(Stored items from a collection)
####################

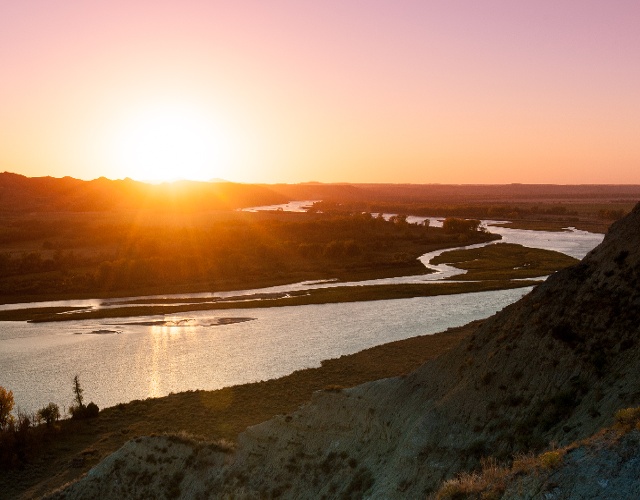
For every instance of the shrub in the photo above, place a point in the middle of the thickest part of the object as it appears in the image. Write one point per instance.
(551, 459)
(92, 410)
(6, 406)
(628, 417)
(49, 413)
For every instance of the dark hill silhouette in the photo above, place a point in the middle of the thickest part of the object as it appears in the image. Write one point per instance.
(553, 367)
(47, 194)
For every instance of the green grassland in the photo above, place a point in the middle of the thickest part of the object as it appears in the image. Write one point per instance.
(504, 261)
(69, 449)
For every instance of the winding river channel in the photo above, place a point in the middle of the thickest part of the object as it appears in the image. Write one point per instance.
(152, 356)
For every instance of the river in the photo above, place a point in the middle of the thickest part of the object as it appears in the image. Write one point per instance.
(38, 361)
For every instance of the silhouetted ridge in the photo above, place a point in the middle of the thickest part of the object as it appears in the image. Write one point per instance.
(552, 368)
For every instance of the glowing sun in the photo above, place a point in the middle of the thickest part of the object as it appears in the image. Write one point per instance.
(166, 143)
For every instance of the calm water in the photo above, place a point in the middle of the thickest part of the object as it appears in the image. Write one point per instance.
(38, 361)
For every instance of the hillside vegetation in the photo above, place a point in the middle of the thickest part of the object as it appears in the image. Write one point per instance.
(546, 371)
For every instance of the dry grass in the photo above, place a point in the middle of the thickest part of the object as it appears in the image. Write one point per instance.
(214, 415)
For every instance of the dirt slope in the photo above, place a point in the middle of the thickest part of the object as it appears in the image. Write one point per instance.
(553, 367)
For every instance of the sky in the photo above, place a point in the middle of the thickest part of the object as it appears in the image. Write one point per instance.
(407, 91)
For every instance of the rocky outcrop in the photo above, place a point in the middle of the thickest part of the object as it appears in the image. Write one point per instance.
(554, 367)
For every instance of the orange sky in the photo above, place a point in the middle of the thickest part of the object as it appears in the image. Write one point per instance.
(334, 91)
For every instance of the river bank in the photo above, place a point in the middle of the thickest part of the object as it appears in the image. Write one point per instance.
(220, 414)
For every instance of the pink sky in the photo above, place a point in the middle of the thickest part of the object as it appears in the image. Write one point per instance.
(333, 91)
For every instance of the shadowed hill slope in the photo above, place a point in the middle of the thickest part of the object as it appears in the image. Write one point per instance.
(553, 367)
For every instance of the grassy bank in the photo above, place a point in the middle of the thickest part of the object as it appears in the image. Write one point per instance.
(75, 446)
(504, 261)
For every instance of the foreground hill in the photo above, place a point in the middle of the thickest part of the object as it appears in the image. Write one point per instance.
(554, 367)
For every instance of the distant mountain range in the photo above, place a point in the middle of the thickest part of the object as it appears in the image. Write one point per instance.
(19, 193)
(547, 371)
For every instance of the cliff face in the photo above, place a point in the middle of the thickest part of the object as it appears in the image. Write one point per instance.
(553, 367)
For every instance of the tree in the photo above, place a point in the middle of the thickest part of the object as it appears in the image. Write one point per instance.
(6, 406)
(77, 392)
(457, 226)
(49, 413)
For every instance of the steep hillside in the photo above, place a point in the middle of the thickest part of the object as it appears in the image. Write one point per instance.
(553, 367)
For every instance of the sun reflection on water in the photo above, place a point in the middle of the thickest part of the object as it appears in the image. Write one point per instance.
(164, 338)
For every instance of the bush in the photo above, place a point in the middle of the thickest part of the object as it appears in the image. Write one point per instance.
(50, 414)
(92, 410)
(628, 417)
(6, 406)
(82, 412)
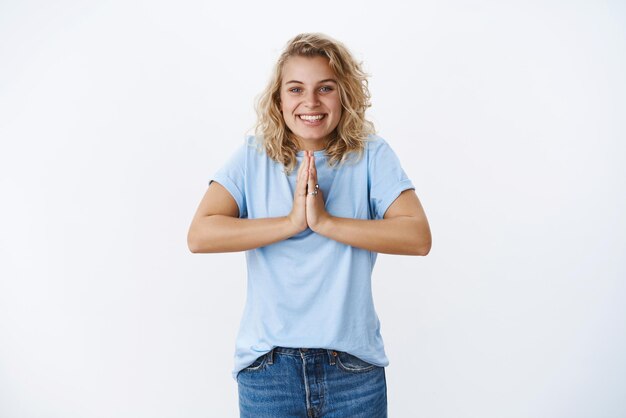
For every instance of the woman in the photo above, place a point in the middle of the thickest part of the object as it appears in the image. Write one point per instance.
(312, 198)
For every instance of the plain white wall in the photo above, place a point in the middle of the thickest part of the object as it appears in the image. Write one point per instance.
(508, 116)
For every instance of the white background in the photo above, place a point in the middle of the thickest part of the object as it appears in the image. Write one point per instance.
(508, 116)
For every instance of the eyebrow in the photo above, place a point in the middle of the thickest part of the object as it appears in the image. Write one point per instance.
(319, 82)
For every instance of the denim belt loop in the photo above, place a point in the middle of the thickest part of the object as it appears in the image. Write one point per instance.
(331, 357)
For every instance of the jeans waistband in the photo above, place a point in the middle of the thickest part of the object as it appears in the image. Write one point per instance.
(302, 352)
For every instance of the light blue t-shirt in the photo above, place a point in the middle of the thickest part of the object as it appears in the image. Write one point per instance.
(308, 290)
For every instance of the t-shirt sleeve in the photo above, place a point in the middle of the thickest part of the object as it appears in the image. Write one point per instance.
(386, 178)
(233, 176)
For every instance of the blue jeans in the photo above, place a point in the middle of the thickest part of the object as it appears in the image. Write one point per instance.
(314, 382)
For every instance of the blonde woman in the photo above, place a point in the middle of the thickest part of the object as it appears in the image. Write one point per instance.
(312, 198)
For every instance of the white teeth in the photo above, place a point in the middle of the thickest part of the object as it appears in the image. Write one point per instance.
(312, 117)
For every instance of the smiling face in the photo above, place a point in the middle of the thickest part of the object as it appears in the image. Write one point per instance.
(309, 100)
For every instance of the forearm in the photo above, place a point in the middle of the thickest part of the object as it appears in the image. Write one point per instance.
(220, 233)
(406, 235)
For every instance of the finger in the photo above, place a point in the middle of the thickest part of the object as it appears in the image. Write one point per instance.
(301, 180)
(312, 178)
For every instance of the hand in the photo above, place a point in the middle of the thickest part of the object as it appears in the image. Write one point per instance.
(316, 214)
(297, 216)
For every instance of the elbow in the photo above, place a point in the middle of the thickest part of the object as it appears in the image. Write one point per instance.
(421, 248)
(192, 242)
(422, 243)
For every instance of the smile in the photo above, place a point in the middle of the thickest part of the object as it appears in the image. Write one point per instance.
(312, 117)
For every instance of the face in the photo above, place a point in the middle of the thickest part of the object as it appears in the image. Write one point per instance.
(309, 100)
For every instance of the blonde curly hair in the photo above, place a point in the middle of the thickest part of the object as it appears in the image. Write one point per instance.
(351, 132)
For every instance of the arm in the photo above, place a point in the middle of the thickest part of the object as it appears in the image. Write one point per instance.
(404, 228)
(216, 226)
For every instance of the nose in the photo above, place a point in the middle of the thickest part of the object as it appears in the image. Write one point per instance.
(311, 99)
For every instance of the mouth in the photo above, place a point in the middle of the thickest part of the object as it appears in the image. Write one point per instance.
(312, 119)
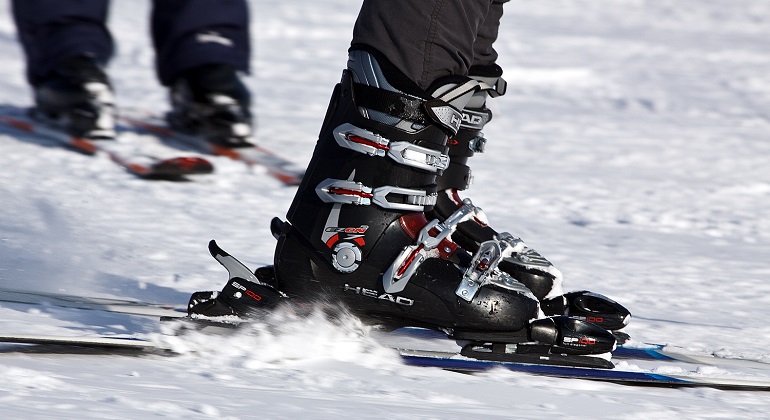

####################

- **What you are asked to do**
Now transcribe all the entries above exactly, so that no picture is carried over.

- **Output of the exercise**
For every instance of the shrub in the photo above, place a point in the middle of the thickest part of the object as it appears in the image. Write one point per instance.
(551, 459)
(92, 410)
(6, 406)
(628, 417)
(49, 413)
For every instance of the dark hill silhouette in the photo above, place a point in the middle of the thickest part of the object as it appears in the image. Write one point per instance.
(553, 367)
(47, 194)
For every instance of the green grassland in the photo above, place a point in the middle of the thickest part of the object as it appears in the image. Write one point per instance.
(504, 261)
(69, 449)
For every instance of the winding river channel in the photo above, place a point in the middle of the thickest part of the object as it appears in the image. Write one point per instance.
(152, 356)
For every instance of the river in the photo above, place a point in the middle of the thickest part of the object as it appears in the image. Write one point per instance.
(38, 361)
For every instance of the silhouetted ridge in the photo above, place a point in the middle of the thickest part of the object as it appears in the image. Write one point per instance.
(552, 368)
For every instance of the glowing sun in the photo above, place a point in the middle of the thickest part of the object as it appears in the image. Write one point per instance.
(166, 143)
For every instance of the calm water in the photo above, place a point in the middle of the thickest part of the object as it appears in the image. Write one point per instance.
(38, 361)
For every instance of the hillside vegetation in the photo above, place a point in the middle of the thickest part of the object as it appears in the image. Write one point per instance.
(546, 371)
For every instance of the dry grass in the photo above, place a point in the middle of the thickest part of the object as it appears in the image. Write one point per instance.
(214, 415)
For every instance of the dirt slope in the photo above, place a point in the middle of the thickest part of the object as it appears in the image. Write one point per instance.
(553, 367)
For every instance of the sky in the photo above, place a point in the middle of the thickest part of the object as it appears in the image. Write one point per instance.
(407, 91)
For every instance of the rocky outcrop in the photo above, place a point in the middle of the thickest part of the object as it appears in the image. Write one point per instance.
(554, 367)
For every instance of the orange sky in the photo above, place a point in the middle of the thickest part of the object as it appears in the image. Write one point per instance.
(334, 91)
For every instance of the river bank in the photo above, place a point in the middle of the thickest part of the object as it appears in the image. Write one point per instance.
(220, 414)
For every instance of the pink sky in the photo above, place a point in the middle of the thickest part of the object as it appears in the image. Write one point per instance.
(333, 91)
For every instance of the shadowed hill slope in the photo above, place a point in the middle of the thickest part of the object as it appears in the image. Write one point per instance.
(553, 367)
For every instance of the grassy bank in the photo above, place a point in the middle of the thickest part of the object as it appears in the image. Write one point per instance.
(75, 446)
(504, 261)
For every instance of the foreground hill in the photo above, place a point in the middle of the thickest part of the object as it appears in the image. Write one point per instance.
(554, 367)
For every instance of the distant mountain range in the photo above, place a point in the middle of the thickest part of the object as it appears in the image. Write one point per instance.
(19, 193)
(547, 371)
For every instance of the cliff face in the photo above, place a point in the middle of the thickest part of the object as it appears in the image. Write one point per instance.
(553, 367)
For every instance of the tree in the photo above, place a point in the middle of the thickest part of the object as it appears in the image. Write one point per instance.
(6, 406)
(77, 392)
(457, 226)
(49, 413)
For every instance of the steep hillside in the photo above, place a point in the middle of the thickest part of the object as it appears in the image. Write one point per instance.
(553, 367)
For every instance of the sun reflection on water in the photo above, place a point in the middle of the thickest part of the object as it appears in the image. Write one point per instance.
(164, 338)
For every instance of the bush in the photo above, place a point in the middle of the thickest part of the object as it appears in the image. Write one point per instance.
(50, 414)
(92, 410)
(628, 417)
(6, 406)
(82, 412)
For every instance of the woman in the photo above, place a point in the middle of the thickest part of the object as it appears in the image. Write one point per instance.
(312, 198)
For every instance of the plain white wall in the photo above, place a point in the middle of the thickest part of the object as it appears in the image. Write one point per instance.
(508, 116)
For every instance of the white background in the photo above, place a point in the middle of the thickest part of the object as it appears in the image. Write one point per instance.
(508, 116)
For every instance of the eyebrow in the photo above, place a point in the middle of the thickest part of the object as it appears in the image. Write one point per instance.
(319, 82)
For every instance of the denim belt loop in the photo above, place a point in the middle of the thickest part of the object as it appears in the image. Write one point per instance.
(331, 357)
For every instance of the jeans waistband in the photo above, place a point in the middle of the thickest part of the object as it appears in the image. Write one point per instance.
(302, 352)
For every instance of the light blue t-shirt in the photo above, place a point in the middle of the thickest part of the object as it appears in the image. Write one point per instance.
(308, 290)
For every instance of the t-shirt sleeve in the photo above, place a point in the middle of the thickest part of the object as it appears in the image. Write one point per instance.
(386, 178)
(233, 176)
For every instance of the blue jeans in the photo above, place a point in the middle of the thickest part of the object as it appears in the image. Write one point per instance.
(314, 382)
For every instance of the blonde woman in the photo above, place a point in the middle of the thickest part of the object as it appears in the image. Write one point per instance.
(312, 198)
For every instance of the white teeth in the photo above, place a point in the middle of the thickest part of the object as it appears in the image. Write one point per instance.
(312, 117)
For every instance of the smiling face in the photo above, place a point in the middle of the thickest part of the object as it appears in the image. Write one point per instance.
(309, 100)
For every instance of the forearm in the photo above, place a point in the middle of the thickest part of the object as it appears in the image. Write one point per instance.
(220, 233)
(406, 235)
For every instance of the finger in the photo above, place a point in the middle of the thickest part of the object as it appears in the image. Write one point per instance.
(301, 180)
(312, 178)
For every instance of the hand in the photo above, place a point in the middle of the thickest part of the object as it appears in the image. Write one point per instance.
(316, 214)
(297, 216)
For every instance of the elbow in the photo above, place a point in the middle of the thickest part of the object as it appears in the image. Write one point per instance.
(421, 248)
(192, 242)
(422, 243)
For every instance of the smile in the photo above, place a point in the middle of the thickest part of the object as it appears in the image. Write one point per instance.
(312, 117)
For every instance of the face in the photo above, place a point in the middle of the thickest part of the object as it appears in the image. Write one point per instance.
(309, 100)
For every instance of the blonde curly hair in the photo above, place a point in the middle of the thickest part of the object as it appears in the image. Write one point per instance.
(351, 132)
For every instance of the arm in the photo above, place a point in the middle of the thickest part of the object as it appears in the image. Write one point per instance.
(404, 228)
(216, 226)
For every instance of the nose in the photo above, place a point in the middle of the thickest part of the object as it appears in the image. Write one point per instance.
(311, 99)
For every instance of the mouth in the photo above, place a point in the middle of the thickest part of the object as it appears in the image. Write one point per instance.
(312, 119)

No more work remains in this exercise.